EXTRACT PROVIDED |
======

Tuesday, June 12, 2012

On What Night Would You Host a Bachelor Party? And Does the Choice of Night Give Rise to Reasonable Suspicion?

An interesting question I'm sure we've all pondered: on what night should one host a bachelor party?

United States v. Rodriguez, No. 10-1874 (6th Cir. June 12, 2012) (unpublished). 

Judges McKeague, White, and Barrett (S.D. Ohio).

Per curiam.

Cocaine and heroin case.  Defendant appealed denial of motion to suppress.  COA affirmed.

Michigan State Trooper stopped D on I-94.  The trooper had been sitting in a marked police car and had been watching eastbound traffic.  Trooper saw the D lean back in his seat "in an apparent attempt to hide behind the door post" when the D passed the trooper.  Trooper began following the D.  Stopped D for following a semi-truck too closely.

After stop, no ticket issued.  Trooper told D that D was free to go, but then asked if he could ask the D something.  About four minutes of questions.  D ultimately consented to a search of the van and officers found kilos of heroin and cocaine. 

B/c there was a traffic violation, the stop was legal.  D did not provide testimony to contradict a finding that he was driving too closely behind the truck.

======

REQUIRED TASK A | According to the case summary, what traffic violation did the trooper cite as the reason for stopping the defendant?

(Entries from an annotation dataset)

======

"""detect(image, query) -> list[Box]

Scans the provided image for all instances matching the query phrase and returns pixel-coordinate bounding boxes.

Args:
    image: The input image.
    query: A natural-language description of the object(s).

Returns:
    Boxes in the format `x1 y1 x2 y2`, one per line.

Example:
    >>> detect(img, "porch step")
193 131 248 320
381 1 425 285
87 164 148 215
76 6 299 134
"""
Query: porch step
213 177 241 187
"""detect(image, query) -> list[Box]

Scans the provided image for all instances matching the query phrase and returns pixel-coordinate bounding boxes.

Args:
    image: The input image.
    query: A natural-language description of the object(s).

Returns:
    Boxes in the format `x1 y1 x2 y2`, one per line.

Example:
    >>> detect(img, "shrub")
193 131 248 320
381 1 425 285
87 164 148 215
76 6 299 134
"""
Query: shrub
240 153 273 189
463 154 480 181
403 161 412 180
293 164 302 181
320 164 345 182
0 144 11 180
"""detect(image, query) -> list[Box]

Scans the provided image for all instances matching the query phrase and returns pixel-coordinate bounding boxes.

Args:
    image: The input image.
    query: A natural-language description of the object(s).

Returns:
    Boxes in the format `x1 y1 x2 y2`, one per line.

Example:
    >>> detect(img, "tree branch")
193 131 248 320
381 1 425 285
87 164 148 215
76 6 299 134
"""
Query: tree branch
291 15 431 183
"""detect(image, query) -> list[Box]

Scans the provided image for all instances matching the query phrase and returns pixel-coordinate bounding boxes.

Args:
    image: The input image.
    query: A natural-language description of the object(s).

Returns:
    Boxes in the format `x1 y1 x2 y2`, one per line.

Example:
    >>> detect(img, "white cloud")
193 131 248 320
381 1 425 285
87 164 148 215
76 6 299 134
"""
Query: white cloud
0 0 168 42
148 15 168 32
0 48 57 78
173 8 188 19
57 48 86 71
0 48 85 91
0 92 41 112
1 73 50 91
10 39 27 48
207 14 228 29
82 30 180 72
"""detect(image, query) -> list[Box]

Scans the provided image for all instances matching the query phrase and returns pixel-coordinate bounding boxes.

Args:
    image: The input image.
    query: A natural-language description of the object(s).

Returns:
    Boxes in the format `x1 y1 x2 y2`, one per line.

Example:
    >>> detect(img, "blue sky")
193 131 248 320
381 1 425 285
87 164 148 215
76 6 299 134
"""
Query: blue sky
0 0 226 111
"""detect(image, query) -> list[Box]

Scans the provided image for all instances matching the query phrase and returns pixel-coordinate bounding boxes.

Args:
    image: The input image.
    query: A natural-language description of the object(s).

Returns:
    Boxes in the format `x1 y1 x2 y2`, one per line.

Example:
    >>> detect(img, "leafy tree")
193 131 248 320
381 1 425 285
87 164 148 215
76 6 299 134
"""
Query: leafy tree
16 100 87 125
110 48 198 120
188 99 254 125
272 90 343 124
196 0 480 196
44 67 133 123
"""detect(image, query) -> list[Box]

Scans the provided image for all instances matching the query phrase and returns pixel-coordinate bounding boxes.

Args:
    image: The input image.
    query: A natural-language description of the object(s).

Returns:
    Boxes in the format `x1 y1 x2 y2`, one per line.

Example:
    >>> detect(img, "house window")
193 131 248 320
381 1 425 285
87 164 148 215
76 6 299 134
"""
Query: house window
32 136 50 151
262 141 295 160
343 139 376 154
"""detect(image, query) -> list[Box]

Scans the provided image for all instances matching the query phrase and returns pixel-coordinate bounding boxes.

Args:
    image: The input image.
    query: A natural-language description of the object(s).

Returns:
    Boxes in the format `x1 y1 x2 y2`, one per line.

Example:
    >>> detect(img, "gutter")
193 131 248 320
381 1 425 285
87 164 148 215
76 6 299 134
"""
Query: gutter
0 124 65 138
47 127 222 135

======

REQUIRED TASK B | Switch "porch step" to "front stoop" in the rows from their start through the line holding "Query: porch step", inclusive, and write out only those lines with everything else left unchanged.

EXERCISE SOLUTION A | Following a semi-truck too closely.

EXERCISE SOLUTION B |
"""detect(image, query) -> list[Box]

Scans the provided image for all instances matching the query phrase and returns pixel-coordinate bounding boxes.

Args:
    image: The input image.
    query: A natural-language description of the object(s).

Returns:
    Boxes in the format `x1 y1 x2 y2`, one per line.

Example:
    >>> detect(img, "front stoop")
193 131 248 320
381 1 425 285
87 164 148 215
76 6 299 134
"""
Query: front stoop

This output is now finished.